> _任务 1_
按摘录所述，NFS 部分如果不增加延时，会出现什么错误？

> _摘录_
以前的U-boot 对于网络延时部分有问题，需要修改许多地方。但是现在的U-boot 网络部分已经基本不需要怎么修改了，只有在DM9000 的驱动和NFS 的TIMEOUT 参数上需要稍微修改一下：

对于 DM9000 的驱动，只是屏蔽了一点代码：

打开/drivers/net/dm9000x.c文件

static int dm9000_init(struct eth_device *dev, bd_t*bd)

{

……………

while (!(phy_read(1) & 0x20)) { /* autonegation complete bit */

        udelay(1000);

        i++;

        if (i == 1000) {

//          printf("couldnot establish link\n");

//          return0;

            break;

        }

    }

 

    /* see whatwe've got */

    lnk = phy_read(17) >> 12;

 

对于 NFS，增加了延时，否则会出现“*** ERROR: Cannot mount”的错误

打开net/nfs.c文件           

#define HASHES_PER_LINE 65  /* Number of "loading" hashes per line  */

#define NFS_RETRY_COUNT 30

#define NFS_TIMEOUT (10*2000UL)

 

static int fs_mounted = 0;

static unsigned long rpc_id = 0;

> _任务 2_
找出下方记录中含有字符串“concrete”的每一行，并逐行抄出。

> _已存条目_

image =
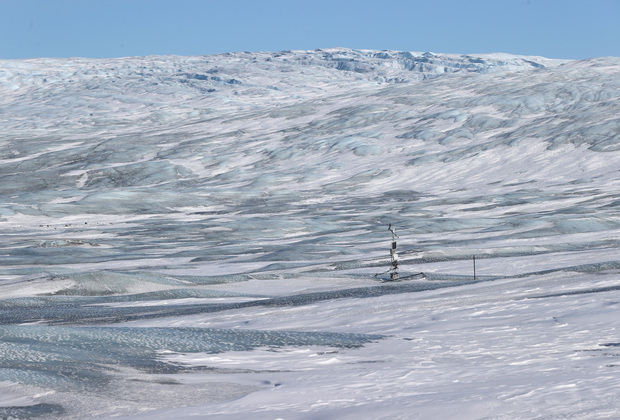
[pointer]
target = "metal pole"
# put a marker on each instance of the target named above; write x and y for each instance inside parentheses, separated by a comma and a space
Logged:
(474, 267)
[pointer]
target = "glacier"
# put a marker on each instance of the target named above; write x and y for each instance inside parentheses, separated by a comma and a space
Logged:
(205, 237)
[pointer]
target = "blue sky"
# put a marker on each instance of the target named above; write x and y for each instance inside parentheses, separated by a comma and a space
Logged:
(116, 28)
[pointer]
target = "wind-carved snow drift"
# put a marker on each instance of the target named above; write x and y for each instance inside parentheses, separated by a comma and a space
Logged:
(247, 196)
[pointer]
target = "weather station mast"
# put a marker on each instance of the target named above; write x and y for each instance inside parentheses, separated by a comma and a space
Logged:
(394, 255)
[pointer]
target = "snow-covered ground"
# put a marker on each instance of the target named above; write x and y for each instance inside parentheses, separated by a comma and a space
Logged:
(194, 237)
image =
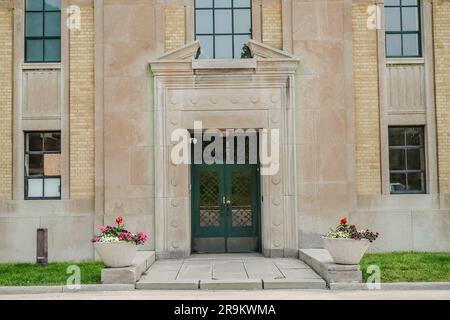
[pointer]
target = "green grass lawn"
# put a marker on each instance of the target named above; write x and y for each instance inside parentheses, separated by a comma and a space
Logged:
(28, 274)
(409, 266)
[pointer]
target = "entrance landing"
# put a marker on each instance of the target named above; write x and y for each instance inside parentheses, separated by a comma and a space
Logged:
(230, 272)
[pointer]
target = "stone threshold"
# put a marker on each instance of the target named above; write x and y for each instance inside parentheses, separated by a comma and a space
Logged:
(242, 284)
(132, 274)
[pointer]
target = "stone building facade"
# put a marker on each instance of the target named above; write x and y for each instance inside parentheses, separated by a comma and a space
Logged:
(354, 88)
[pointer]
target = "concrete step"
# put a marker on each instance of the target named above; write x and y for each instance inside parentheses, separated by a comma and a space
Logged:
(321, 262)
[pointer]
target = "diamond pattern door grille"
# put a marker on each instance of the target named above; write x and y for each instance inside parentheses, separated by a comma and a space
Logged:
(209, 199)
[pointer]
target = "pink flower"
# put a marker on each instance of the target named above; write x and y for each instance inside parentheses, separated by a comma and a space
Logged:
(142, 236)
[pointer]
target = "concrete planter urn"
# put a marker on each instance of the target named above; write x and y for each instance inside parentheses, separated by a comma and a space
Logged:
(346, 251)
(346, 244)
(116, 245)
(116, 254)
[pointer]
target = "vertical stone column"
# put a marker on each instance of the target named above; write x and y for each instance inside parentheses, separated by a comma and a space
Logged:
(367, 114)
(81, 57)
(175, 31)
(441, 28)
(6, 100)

--

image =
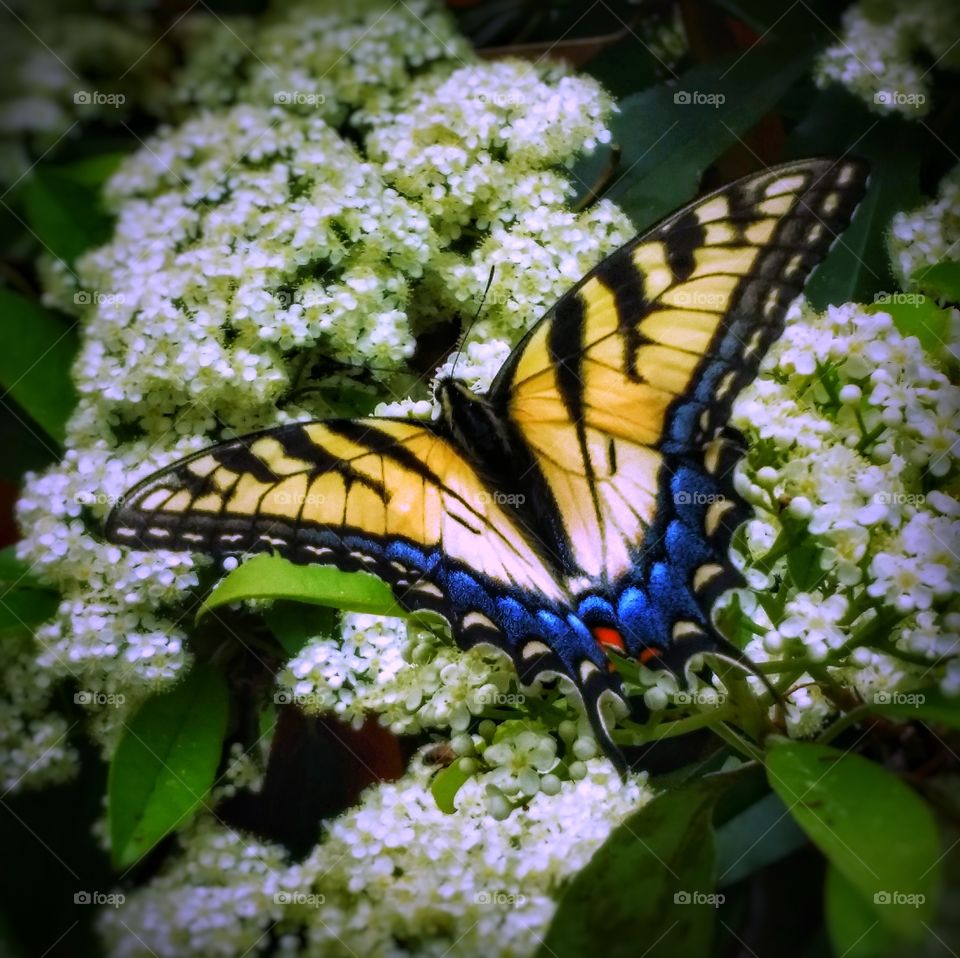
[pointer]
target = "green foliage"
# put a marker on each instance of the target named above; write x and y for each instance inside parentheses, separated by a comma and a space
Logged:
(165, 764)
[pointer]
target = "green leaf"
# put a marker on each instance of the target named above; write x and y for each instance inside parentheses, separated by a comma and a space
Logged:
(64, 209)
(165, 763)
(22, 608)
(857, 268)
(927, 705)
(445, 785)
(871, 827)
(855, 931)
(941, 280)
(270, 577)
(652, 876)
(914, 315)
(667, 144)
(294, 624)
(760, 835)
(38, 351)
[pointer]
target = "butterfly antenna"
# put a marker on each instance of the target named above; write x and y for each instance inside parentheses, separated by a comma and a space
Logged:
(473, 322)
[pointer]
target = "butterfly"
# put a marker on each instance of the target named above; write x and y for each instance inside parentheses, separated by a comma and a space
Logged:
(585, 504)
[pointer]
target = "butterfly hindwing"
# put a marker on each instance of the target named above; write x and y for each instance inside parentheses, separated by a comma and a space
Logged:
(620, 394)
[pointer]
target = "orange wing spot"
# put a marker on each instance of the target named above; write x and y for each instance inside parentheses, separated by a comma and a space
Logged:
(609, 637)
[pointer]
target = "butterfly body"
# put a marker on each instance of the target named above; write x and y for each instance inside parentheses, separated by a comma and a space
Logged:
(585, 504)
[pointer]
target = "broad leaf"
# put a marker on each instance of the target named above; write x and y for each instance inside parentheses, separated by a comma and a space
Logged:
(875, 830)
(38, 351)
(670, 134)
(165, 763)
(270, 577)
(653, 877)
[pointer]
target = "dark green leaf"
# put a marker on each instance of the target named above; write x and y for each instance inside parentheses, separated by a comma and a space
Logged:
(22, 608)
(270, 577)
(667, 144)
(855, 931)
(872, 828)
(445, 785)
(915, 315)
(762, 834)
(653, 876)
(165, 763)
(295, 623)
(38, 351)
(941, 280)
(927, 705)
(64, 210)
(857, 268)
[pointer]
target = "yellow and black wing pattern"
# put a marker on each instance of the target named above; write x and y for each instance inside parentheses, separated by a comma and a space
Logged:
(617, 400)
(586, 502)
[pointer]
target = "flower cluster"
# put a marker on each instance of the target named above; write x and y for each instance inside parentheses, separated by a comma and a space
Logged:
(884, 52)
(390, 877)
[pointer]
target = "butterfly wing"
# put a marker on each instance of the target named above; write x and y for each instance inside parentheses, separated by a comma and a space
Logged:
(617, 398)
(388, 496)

> _正确输出 1_
会出现“*** ERROR: Cannot mount”的错误。

> _正确输出 2_
target = "concrete step"
target = "concrete planter urn"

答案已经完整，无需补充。